Provide an exact reproduction of every entry.

- Data to use -
◇ ◇ ◇ ◇ ◇

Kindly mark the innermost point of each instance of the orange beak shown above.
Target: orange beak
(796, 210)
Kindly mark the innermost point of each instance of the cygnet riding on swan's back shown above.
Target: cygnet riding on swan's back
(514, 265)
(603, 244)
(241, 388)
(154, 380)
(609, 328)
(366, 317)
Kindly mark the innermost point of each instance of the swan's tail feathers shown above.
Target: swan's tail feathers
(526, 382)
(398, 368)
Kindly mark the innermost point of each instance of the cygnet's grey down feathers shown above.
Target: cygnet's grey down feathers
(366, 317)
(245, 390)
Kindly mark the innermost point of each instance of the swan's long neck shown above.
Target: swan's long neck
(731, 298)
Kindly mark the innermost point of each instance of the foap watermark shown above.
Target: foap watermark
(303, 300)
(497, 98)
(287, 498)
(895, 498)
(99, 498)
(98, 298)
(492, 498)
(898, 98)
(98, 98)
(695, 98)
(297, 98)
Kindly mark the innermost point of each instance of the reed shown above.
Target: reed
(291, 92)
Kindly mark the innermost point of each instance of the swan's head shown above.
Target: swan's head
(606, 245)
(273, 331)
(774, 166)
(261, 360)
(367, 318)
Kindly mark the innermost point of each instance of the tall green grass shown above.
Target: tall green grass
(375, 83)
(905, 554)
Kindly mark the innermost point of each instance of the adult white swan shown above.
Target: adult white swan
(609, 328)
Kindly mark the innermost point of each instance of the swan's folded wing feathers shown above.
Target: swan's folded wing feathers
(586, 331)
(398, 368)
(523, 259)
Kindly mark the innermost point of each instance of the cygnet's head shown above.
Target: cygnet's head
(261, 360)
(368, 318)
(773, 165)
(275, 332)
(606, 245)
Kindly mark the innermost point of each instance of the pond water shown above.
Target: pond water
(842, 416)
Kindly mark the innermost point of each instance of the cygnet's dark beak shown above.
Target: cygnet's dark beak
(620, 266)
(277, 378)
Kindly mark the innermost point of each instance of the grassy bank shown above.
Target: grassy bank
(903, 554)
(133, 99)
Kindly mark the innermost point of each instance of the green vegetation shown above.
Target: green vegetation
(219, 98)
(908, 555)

◇ ◇ ◇ ◇ ◇

- Response to the task -
Kindly mark the innermost point of each instance of the orange beak shown above.
Target: orange beak
(796, 210)
Kindly mark the innermost point of each instance of the cygnet riding on swan's back shown above.
Target: cygnet riding on swan's back
(514, 265)
(603, 244)
(241, 388)
(154, 380)
(609, 328)
(366, 317)
Kindly mark the innermost point of each instance of the swan's tail feathers shown above.
Target: swan's tail feathers
(526, 382)
(398, 368)
Kindly mark the innermost point of each instance of the cygnet's grey down feathers shown above.
Target: cygnet's grey down feathers
(366, 317)
(245, 390)
Kindly mark the innermost point of each instance of the swan's long neck shown above.
Target: swan's long neck
(731, 298)
Kindly mark the innermost point of each instance of the foap watermark shown above.
Target: foap watermark
(303, 300)
(497, 98)
(287, 498)
(895, 498)
(99, 498)
(98, 298)
(492, 498)
(898, 98)
(98, 98)
(695, 98)
(297, 98)
Kindly mark the innermost point of each instance of the reed shown above.
Target: reed
(291, 92)
Kindly mark the innermost point of each instance of the swan's head shown above.
Target: swan's head
(606, 245)
(273, 331)
(774, 166)
(261, 360)
(367, 318)
Kindly mark the innermost point of each instance of the tall green grass shown above.
Target: tall green grass
(375, 83)
(905, 554)
Kindly mark the innermost point of each instance of the adult white swan shown above.
Target: adult white swan
(609, 328)
Kindly mark the innermost point of each instance of the swan's folded wing feathers shown above.
Target: swan's folded wing feathers
(586, 331)
(398, 368)
(523, 259)
Kindly mark the innermost point of each instance of the cygnet's head shown above.
Target: cygnet's head
(261, 360)
(368, 318)
(773, 165)
(275, 332)
(606, 245)
Kindly mark the innermost point of each instance of the pond water shown above.
Target: pond water
(842, 416)
Kindly mark the innermost point of each instance of the cygnet's dark beak shown above.
Target: cygnet's dark beak
(620, 266)
(277, 378)
Kindly mark the innermost point of each instance of the grassy bank shown above.
Target: grassy bank
(903, 554)
(133, 99)
Kindly mark the innermost point of each instance of the green vegetation shown above.
Target: green vegetation
(219, 98)
(908, 555)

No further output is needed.